START Records for this exercise
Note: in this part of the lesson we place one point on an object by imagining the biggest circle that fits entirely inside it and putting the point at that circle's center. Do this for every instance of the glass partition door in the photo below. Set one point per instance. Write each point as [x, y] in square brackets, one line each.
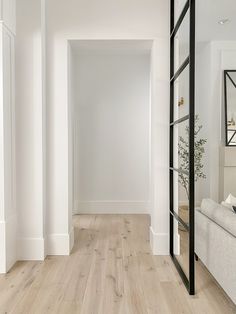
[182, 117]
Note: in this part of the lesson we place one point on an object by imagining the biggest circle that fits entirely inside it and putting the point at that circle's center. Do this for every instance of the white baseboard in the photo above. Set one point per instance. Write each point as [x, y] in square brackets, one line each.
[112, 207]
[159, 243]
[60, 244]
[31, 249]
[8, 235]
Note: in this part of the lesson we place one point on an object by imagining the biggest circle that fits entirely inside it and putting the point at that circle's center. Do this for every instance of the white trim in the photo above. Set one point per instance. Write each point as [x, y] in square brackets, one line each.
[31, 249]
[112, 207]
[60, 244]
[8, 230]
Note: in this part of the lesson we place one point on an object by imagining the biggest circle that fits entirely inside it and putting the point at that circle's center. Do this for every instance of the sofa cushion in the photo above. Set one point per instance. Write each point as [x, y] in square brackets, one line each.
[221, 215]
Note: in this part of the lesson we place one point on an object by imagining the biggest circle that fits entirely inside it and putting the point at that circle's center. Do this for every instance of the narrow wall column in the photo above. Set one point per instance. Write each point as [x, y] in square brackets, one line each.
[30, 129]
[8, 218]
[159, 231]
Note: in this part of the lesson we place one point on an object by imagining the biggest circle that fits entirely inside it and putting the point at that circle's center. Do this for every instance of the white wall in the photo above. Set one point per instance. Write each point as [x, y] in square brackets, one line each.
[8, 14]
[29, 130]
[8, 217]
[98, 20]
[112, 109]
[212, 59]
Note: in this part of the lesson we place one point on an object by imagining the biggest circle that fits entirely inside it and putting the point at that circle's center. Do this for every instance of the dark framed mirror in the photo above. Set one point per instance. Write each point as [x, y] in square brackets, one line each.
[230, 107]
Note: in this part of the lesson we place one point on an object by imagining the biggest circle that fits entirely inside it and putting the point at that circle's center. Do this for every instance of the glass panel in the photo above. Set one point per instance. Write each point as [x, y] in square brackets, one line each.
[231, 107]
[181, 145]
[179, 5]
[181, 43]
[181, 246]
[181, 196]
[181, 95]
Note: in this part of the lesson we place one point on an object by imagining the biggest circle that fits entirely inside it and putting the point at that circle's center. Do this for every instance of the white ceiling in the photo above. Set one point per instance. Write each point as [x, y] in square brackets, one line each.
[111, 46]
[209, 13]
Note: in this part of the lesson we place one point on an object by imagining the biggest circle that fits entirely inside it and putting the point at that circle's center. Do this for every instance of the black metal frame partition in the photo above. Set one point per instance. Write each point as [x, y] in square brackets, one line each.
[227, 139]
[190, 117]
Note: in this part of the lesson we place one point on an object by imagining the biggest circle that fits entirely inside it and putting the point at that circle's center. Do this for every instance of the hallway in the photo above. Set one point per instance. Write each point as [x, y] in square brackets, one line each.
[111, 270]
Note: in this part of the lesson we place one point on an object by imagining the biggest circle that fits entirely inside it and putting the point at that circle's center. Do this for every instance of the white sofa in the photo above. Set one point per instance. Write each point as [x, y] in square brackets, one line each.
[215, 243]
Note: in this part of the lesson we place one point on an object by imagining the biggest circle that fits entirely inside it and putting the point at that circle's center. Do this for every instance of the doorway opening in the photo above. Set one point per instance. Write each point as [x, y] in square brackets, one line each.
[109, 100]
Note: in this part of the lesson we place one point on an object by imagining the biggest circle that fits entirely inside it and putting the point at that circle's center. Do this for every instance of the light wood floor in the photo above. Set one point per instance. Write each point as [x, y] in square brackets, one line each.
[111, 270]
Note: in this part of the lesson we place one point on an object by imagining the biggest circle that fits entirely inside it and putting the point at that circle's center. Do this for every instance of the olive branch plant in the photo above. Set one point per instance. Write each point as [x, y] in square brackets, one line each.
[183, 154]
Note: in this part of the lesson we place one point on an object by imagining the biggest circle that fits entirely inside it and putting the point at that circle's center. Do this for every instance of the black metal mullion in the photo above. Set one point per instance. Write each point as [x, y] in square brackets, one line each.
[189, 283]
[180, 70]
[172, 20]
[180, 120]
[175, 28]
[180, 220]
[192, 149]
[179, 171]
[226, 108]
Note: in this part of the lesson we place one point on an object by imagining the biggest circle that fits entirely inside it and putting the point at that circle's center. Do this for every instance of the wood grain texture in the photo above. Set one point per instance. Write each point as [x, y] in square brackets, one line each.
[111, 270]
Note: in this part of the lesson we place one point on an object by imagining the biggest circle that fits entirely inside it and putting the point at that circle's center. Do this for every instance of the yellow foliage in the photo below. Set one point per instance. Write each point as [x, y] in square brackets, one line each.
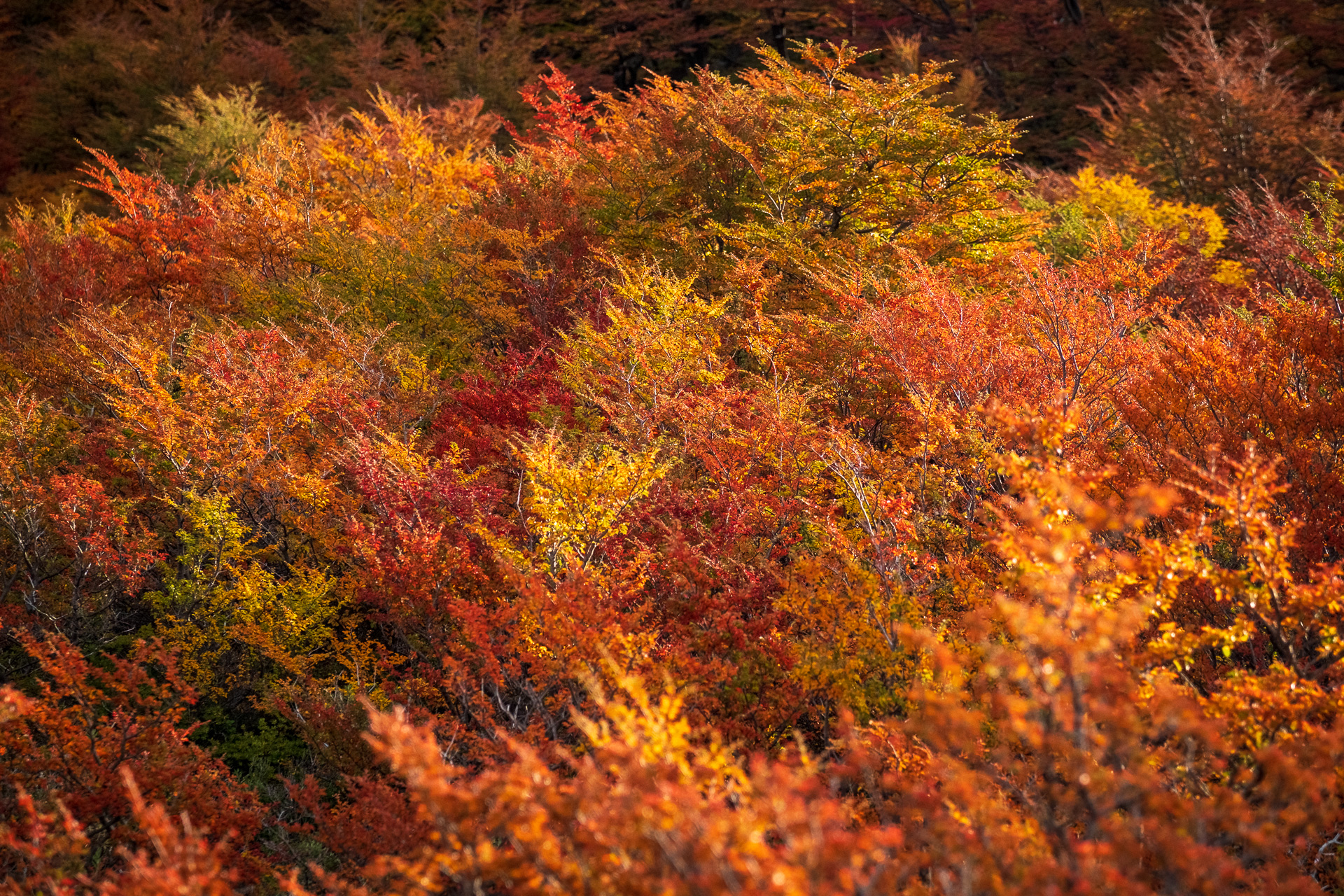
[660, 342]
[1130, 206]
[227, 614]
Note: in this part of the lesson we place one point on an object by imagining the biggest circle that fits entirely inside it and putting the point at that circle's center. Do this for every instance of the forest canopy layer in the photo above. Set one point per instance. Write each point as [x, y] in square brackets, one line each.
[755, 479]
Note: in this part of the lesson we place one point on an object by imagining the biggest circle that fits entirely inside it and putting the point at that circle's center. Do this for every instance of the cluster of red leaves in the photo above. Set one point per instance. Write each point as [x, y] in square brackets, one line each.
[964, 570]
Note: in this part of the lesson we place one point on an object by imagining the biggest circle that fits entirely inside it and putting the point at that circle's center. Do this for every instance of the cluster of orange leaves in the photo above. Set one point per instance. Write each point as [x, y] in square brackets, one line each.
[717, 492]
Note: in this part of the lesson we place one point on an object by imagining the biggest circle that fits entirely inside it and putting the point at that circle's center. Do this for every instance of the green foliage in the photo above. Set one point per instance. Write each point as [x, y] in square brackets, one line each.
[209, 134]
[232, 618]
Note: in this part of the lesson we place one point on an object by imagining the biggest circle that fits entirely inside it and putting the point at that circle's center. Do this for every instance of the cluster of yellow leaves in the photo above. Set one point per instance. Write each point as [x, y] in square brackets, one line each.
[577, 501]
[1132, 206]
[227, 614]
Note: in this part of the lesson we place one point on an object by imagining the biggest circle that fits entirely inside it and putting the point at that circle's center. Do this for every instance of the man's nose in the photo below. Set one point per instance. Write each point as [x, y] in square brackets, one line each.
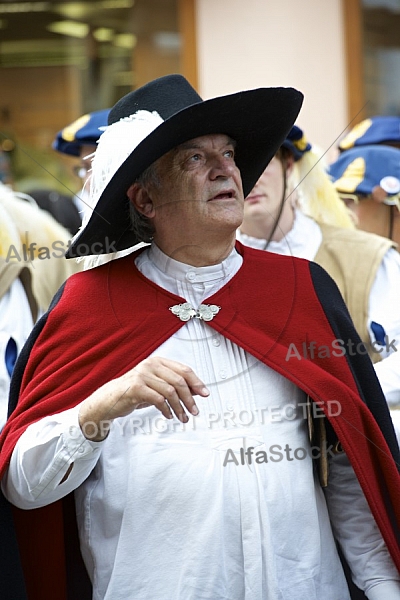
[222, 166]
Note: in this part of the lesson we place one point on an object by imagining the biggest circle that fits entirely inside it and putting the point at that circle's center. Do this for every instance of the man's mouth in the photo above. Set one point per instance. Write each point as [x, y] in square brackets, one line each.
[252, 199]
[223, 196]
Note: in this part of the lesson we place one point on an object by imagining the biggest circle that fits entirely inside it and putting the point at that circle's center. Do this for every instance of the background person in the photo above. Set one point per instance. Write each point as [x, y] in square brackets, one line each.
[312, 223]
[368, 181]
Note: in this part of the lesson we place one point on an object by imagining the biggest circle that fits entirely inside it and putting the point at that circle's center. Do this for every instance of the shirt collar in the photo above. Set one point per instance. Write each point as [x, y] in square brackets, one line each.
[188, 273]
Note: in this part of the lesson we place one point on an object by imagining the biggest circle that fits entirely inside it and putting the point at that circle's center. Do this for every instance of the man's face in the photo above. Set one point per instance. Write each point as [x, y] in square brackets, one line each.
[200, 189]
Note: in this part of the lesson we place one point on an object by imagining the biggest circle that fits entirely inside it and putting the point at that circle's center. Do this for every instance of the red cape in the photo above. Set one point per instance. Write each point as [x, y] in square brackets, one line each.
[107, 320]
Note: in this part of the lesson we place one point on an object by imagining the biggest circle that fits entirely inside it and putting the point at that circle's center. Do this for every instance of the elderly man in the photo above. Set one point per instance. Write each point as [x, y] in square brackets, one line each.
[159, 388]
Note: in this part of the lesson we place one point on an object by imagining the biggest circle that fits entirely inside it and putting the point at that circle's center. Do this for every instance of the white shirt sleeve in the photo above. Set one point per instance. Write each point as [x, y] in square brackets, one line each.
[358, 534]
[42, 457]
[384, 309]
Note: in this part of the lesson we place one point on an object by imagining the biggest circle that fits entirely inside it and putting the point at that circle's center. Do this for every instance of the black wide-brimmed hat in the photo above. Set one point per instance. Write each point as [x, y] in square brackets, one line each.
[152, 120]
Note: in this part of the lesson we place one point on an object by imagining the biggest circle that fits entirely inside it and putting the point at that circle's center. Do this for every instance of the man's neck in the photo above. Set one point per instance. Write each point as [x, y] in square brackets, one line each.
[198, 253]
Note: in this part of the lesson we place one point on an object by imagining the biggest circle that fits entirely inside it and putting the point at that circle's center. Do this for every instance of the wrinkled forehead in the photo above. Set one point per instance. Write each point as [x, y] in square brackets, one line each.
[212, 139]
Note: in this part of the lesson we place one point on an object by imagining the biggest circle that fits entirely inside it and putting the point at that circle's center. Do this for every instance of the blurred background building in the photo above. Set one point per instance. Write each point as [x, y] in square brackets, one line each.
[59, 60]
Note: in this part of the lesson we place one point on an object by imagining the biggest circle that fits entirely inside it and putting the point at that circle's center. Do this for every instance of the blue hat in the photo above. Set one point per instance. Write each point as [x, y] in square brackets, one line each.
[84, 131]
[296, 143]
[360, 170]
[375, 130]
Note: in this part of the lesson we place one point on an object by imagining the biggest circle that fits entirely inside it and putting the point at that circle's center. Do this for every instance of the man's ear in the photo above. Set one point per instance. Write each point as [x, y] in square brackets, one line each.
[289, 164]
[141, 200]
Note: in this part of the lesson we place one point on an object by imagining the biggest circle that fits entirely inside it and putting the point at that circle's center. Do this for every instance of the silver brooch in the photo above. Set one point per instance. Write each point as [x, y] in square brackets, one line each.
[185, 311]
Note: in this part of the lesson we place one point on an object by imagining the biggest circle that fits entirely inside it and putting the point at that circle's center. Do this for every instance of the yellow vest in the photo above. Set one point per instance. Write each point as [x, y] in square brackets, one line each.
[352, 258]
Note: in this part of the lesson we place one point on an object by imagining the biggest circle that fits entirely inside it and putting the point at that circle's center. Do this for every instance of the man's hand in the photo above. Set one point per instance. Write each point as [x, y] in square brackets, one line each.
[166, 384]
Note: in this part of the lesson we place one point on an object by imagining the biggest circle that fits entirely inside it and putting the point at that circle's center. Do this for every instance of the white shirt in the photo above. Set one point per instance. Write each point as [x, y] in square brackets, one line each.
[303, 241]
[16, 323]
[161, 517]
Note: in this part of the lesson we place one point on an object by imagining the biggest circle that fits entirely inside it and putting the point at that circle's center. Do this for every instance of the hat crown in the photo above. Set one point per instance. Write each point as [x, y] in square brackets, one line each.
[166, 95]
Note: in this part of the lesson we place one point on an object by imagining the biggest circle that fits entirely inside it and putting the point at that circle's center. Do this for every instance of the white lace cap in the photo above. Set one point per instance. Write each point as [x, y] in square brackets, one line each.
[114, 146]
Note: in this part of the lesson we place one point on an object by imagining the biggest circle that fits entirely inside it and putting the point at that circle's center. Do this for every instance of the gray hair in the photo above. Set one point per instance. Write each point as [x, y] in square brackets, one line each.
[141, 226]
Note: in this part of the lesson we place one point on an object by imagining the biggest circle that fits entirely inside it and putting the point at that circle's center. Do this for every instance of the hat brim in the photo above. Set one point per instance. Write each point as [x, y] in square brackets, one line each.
END Records for this exercise
▸ **What is needed**
Only the final stretch of the entries above is needed: print exactly the lines from the line containing "the hat crown" through the last one.

▸ **Reply to the task**
Note: in this part of the lesson we place one point on an object by imagining the biggest circle that fits entirely inside it and putting the point at that circle's center. Do this for every instance of the hat crown in the photo above. Set one point per instance. Write each point as [x, y] in square brackets, one line each.
[166, 95]
Note: in this part of the lesson we place one point on an object by imagining the biggest circle that fits entirely inside it and putting the point at that circle's center. Do this for every instance of the white lace cap in the photo above. Set one point per instance. Write each point as [x, y] in square brackets, one line each.
[114, 146]
Note: in this part of the lesson we place one point on an object by imagining the biggest circle that fits entirely inside it and putting the point at that circle's center. Do this for every instance of the gray hair in the photo above. Set one point per instance. Write each point as [x, y] in square brackets, one line each.
[141, 226]
Note: in this part of the lesson we place one point on an object by imagining the biggest circle that fits entirely inside it and putting the point at that circle's center. Do this for every instance of the hat brim in the photo above. Set one point per instance. Write each point as [x, y] in square brackets, one line each.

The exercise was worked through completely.